• Dataset entries
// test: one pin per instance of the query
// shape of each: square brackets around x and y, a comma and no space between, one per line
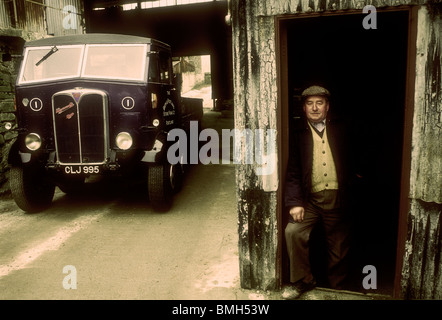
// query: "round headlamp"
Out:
[124,140]
[33,141]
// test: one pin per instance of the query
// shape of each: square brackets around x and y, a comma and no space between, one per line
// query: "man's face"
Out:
[316,108]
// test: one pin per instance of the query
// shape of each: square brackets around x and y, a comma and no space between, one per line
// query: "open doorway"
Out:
[365,71]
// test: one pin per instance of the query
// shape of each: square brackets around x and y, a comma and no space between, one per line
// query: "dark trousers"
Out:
[323,208]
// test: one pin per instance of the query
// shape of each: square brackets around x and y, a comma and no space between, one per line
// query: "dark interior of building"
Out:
[365,71]
[190,30]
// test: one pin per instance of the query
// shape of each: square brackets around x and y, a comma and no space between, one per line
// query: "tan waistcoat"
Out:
[323,170]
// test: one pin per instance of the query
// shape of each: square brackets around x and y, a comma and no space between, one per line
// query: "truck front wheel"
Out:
[30,188]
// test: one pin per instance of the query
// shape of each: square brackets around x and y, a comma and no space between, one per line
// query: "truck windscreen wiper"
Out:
[53,50]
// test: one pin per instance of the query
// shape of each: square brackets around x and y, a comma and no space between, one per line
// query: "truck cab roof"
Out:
[95,38]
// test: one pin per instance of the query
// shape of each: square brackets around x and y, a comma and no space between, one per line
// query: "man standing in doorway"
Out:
[316,184]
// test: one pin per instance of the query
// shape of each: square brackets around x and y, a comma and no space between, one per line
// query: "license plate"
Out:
[82,169]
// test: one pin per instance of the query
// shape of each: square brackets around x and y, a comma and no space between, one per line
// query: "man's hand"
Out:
[297,213]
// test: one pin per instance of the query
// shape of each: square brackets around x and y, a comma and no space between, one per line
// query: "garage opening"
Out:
[365,71]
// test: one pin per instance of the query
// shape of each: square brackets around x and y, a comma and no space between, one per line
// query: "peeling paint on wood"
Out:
[255,99]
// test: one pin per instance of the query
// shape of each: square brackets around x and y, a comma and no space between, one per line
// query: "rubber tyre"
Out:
[30,188]
[160,188]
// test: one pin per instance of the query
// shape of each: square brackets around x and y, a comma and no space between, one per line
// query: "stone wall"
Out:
[10,50]
[256,104]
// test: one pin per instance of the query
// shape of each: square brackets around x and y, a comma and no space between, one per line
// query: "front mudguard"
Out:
[158,153]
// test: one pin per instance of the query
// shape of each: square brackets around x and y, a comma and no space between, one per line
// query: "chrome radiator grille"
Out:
[80,126]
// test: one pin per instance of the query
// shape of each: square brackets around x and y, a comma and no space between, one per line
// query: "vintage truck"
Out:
[95,104]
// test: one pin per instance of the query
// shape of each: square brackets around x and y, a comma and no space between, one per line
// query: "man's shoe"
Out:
[295,291]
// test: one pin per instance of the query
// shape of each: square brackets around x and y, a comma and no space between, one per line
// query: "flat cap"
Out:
[315,91]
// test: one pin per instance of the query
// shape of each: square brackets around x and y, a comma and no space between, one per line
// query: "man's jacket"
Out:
[299,170]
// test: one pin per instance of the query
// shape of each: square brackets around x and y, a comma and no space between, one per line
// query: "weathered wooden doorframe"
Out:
[283,129]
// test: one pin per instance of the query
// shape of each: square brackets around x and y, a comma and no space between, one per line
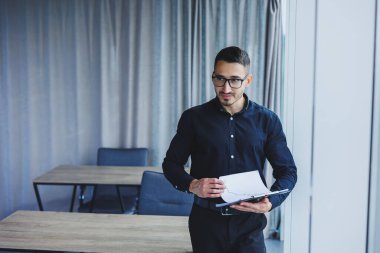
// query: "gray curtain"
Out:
[77,75]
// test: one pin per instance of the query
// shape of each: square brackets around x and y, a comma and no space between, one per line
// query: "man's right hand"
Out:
[207,187]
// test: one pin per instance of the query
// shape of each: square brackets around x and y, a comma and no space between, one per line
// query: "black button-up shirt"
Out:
[221,144]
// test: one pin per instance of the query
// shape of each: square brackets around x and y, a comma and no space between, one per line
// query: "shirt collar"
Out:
[219,106]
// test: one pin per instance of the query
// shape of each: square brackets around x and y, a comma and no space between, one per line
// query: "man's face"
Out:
[229,96]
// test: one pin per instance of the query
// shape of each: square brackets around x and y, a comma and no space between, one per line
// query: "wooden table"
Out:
[91,175]
[88,232]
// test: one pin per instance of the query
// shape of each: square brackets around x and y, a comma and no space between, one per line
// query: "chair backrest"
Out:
[122,156]
[159,197]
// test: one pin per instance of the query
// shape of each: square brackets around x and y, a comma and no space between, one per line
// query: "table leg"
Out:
[93,198]
[73,198]
[35,186]
[120,199]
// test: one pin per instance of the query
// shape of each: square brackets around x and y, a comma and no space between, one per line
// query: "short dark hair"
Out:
[232,55]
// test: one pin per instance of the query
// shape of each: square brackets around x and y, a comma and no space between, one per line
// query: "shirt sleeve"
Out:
[281,159]
[178,154]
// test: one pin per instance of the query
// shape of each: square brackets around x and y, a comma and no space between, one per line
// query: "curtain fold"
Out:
[77,75]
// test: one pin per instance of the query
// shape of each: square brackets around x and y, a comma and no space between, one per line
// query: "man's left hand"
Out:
[260,207]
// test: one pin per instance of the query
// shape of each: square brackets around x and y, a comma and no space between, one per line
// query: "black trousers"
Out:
[211,232]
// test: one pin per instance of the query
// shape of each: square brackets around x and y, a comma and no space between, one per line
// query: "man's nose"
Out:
[226,87]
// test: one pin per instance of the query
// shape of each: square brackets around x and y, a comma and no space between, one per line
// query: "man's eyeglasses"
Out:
[234,83]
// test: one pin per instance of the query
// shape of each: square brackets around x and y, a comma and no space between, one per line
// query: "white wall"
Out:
[332,72]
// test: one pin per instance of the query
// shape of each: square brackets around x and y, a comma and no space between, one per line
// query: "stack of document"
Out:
[246,186]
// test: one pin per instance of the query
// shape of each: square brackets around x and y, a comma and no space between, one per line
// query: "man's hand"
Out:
[207,187]
[260,207]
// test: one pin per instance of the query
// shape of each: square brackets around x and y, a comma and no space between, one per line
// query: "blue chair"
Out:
[103,197]
[159,197]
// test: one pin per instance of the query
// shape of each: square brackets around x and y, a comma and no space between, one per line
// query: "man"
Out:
[229,134]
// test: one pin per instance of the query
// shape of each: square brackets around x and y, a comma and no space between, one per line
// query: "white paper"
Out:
[242,186]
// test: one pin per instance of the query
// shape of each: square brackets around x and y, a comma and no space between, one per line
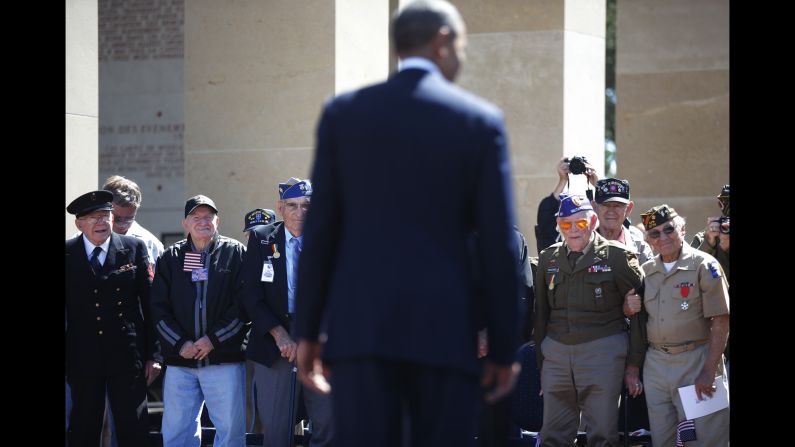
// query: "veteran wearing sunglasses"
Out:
[580,327]
[686,314]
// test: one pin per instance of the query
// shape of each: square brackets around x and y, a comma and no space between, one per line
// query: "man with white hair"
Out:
[686,315]
[580,328]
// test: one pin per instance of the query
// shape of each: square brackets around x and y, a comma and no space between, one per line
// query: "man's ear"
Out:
[440,44]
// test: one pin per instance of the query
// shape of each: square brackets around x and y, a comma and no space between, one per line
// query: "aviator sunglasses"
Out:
[581,224]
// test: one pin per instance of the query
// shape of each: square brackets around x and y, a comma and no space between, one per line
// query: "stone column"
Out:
[672,109]
[256,75]
[542,62]
[82,108]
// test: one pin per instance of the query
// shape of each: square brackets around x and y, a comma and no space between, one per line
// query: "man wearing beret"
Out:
[110,345]
[686,309]
[270,274]
[580,327]
[195,298]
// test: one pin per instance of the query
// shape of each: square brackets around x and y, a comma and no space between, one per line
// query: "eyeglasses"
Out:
[197,219]
[118,219]
[654,234]
[582,224]
[293,206]
[95,220]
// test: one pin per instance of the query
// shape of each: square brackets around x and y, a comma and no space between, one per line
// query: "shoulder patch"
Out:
[714,268]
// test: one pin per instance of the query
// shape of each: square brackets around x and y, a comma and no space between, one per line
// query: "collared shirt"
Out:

• Aim of the task
Leave the pictures out and output the rest of the listing exactly.

• Expected answer
// test: one pin per instance of the query
// shape of each: square brackets around x and y, a comma and no space between, one per line
// query: "round headlamp"
Out:
[124,140]
[33,141]
// test: one pin per instance of the query
// shape of each: square brackets around x and y, a comma and no space between, one per line
// query: "man's face"
Out:
[316,108]
// test: one pin per instance of the query
// shape of each: square brackets around x and y, a comma and no space between, one per line
// query: "open doorway"
Out:
[365,71]
// test: one pin per instance of the query
// shape of each: square brackets around x and y, a comma and no space between, one per line
// query: "dark trousers"
Out:
[323,208]
// test: one pin per instance of the query
// shape of each: square brackets around x and y, a comma and no space between, one per line
// query: "dark interior of building"
Out:
[365,71]
[190,30]
// test: one pin per instance of the query
// shape of each: square brackets around x and y, a comma and no space between, one per line
// query: "tan waistcoat"
Out:
[323,170]
// test: one pin per instance of the query
// shape of each: square brackets around x and y, a comma and no space between, one per line
// query: "truck front wheel"
Out:
[30,188]
// test: one pin per instance of the query
// shape of each: square brackets around x and y, a comma and no space between, one per line
// query: "truck windscreen wiper"
Out:
[53,50]
// test: one pin per instance of the query
// shape of each: square brackets around x and y, a comma and no space between, one per line
// query: "truck cab roof"
Out:
[95,38]
// test: one pin per instance of the query
// shape of each: square brackets around x and y, a comma and no space between, one per line
// query: "man standing in doorway"
Out:
[316,184]
// test: one pin per instance of the query
// shape of each: square brackets around x and y, a comma and no space between, one per line
// query: "license plate"
Out:
[82,169]
// test: one pin per instance of the query
// shape of each: square brackets around x and y, a comma and no space between, one per line
// query: "man's hand"
Out:
[297,213]
// test: one pin per instance of the query
// shape of each: square brackets around x and y, a comma and no space between, one per line
// query: "garage opening"
Out:
[365,71]
// test: one pin per instance of the query
// shape of each: square brackets around x and y, a comma and no space between, one per line
// query: "peeling paint on wood"
Out:
[255,99]
// test: one pin per instance of the query
// shape of each: square brackets around x and y, a comma and no space between, one per line
// query: "rubber tyre"
Out:
[30,188]
[160,188]
// test: one pin per instance of the query
// shape of each: square brackets around x and y, a comma and no space between, one per line
// query: "stone wall"
Out:
[10,50]
[256,104]
// test: one pin per instance of the query
// shape of each: square brackets around x and y, a comma and no space between, one per line
// query: "front mudguard"
Out:
[158,153]
// test: one pin per instance of the query
// shape of each: square brackets around x and y, a comma and no space between, one per line
// query: "chrome radiator grille"
Out:
[80,126]
// test: one pin per instance of the query
// shape of each: square brackets around x and y, a comma and no space between, one per line
// query: "vintage truck"
Out:
[95,104]
// test: one pin per instance of the query
// shape of each: square brackets around x and y, a comma and no space between, one per line
// query: "man's shoe"
Out:
[295,291]
// test: one pin per instance of the query
// shape of each: square brackets around x and y, a comma and no space between, one per line
// query: "flat cap"
Out:
[315,91]
// test: one pin per instance of the query
// shape of each: square brackets around x and y, a comma and no space between, one per line
// query: "man's jacket"
Out:
[299,170]
// test: one pin per instance of the query
// shape of each: square brackets around x and y, a comma and no space between, one per line
// query: "weathered wooden doorframe"
Out:
[283,129]
// test: one pin per instance of the query
// shape of each: square brackets around x and y, a comma and no space between, one per line
// query: "gray curtain"
Out:
[77,75]
// test: one pin per instance of the query
// shape of each: square brackets around x and y, a comma and no space between, one per line
// query: "man's right hand"
Out:
[207,187]
// test: one pin per instance of the query
// shape of each: square brackets around x and y, a comma and no space between, one per line
// query: "black button-up shirt"
Out:
[221,144]
// test: one pin per instance of the query
// shape of each: square brackets around x and y, a comma and no space between, one per line
// query: "shirt collar"
Out:
[219,106]
// test: one pin per instance of the query
// shape of each: square brackets around x and y, a comma and no space between, one per line
// query: "man's face"
Out:
[229,96]
// test: one pin per instance of the query
// shape of each: square brackets around x and y, a comma and no space between, one per line
// query: "wooden table"
Out:
[91,175]
[88,232]
// test: one pin per instance of the query
// shape of each: square brackets around x and y, a comma and no space between, one per line
// query: "chair backrest"
Out:
[122,156]
[159,197]
// test: one pin per instance of the query
// shape of each: square brackets around x and y, a comma and no space between, one per line
// query: "table leg"
Out:
[93,198]
[73,198]
[35,186]
[120,199]
// test: one pin per instance of the query
// shape of each: square brackets around x and y, a comma and no space between, one per line
// query: "short dark hair"
Out:
[232,55]
// test: one pin per instance of the query
// shape of each: square brackets around x and y, a comma and no space between, one per line
// query: "shirt sleeve"
Out:
[281,159]
[178,154]
// test: one pin per instance of the query
// shape of each: square brackets around x and y, a comma and no space between, one per line
// query: "curtain fold"
Out:
[77,75]
// test: one pin per instance of the query
// shape of each: square brackets around x and y, a comma and no space between, one per line
// query: "man's left hand"
Out:
[260,207]
// test: one pin per instance of the query
// shape of each: square brackets around x and y, a comma and no space between, one per line
// query: "black trousers"
Out:
[211,232]
// test: one pin per instance of the query
// shape of each: square brackets around x and y, a comma and no space between, one per line
// query: "man's nose"
Out:
[226,87]
// test: one pin per instance of the query
// shape of each: square brackets around x and y, a comma and no space between, one per line
// query: "man's eyeglasses"
Out:
[234,83]
// test: one pin per instance of the query
// shape of each: square brackets around x and y, a comma and no space between, one per line
// query: "white wall"
Out:
[332,72]
// test: one pin per instance of the query
// shape of each: square brackets around x and y, a comma and no space between, one per line
// query: "stack of document"
Out:
[246,186]
// test: one pin per instance of the query
// shape of each: square brackets around x and y, a comma and no space between, one per line
// query: "man's hand"
Out:
[207,187]
[260,207]
// test: one pin per instance of the query
// shape of each: square brackets around x and y, a comma and no space between, one per line
// query: "blue chair"
Out:
[103,197]
[159,197]
// test: one pin per instance of the query
// shape of each: square brackets around x and y, a comma and no space between, one per line
// query: "man"
Out:
[229,134]
// test: one pin per instance of the query
// shape of each: square brackets around x and y, a comma and no space between, one per line
// query: "white paper"
Out:
[242,186]
// test: one pin per instance of the query
// shape of each: square brackets around x and y, a comma and no space between, one per line
// query: "veteran wearing sunglasses"
Out:
[580,327]
[686,314]
// test: one pin per instance of the query
// shape of each: square brackets around x and y, a comma and no space between, one per line
// query: "man with white hair"
Out:
[686,315]
[580,328]
// test: one pin per instance of the query
// shape of each: square brackets around x and y, a comma and no space between, one per line
// query: "man's ear"
Out:
[440,44]
// test: one pin per instance of the query
// shape of each: square brackets around x and y, a comma and no space between, one per line
// query: "aviator sunglasses"
Out:
[581,224]
// test: one pin per instance of the query
// shape of each: square brackets around x and y, a comma and no space between, one per line
// query: "stone column"
Out:
[672,109]
[256,75]
[542,62]
[82,108]
// test: one pin per instance of the query
// shape of each: square brackets around x and y, a comma and no space between, one per line
// query: "man wearing beret"
Out:
[110,345]
[686,309]
[270,274]
[580,327]
[195,298]
// test: one pin per instance of the query
// shape of each: square brackets around x and y, a comma and no space between, one per line
// query: "eyeglasses"
Out:
[197,219]
[118,219]
[654,234]
[582,224]
[293,206]
[95,220]
// test: one pin per instance of the query
// shape of each: square brackets around x and y, a comma and no space between, one per line
// query: "shoulder patch"
Out:
[714,268]
// test: one pin per instance of the query
// shape of each: square brackets around x and y, a comma and no space between, one per line
// query: "collared shirt"
Out:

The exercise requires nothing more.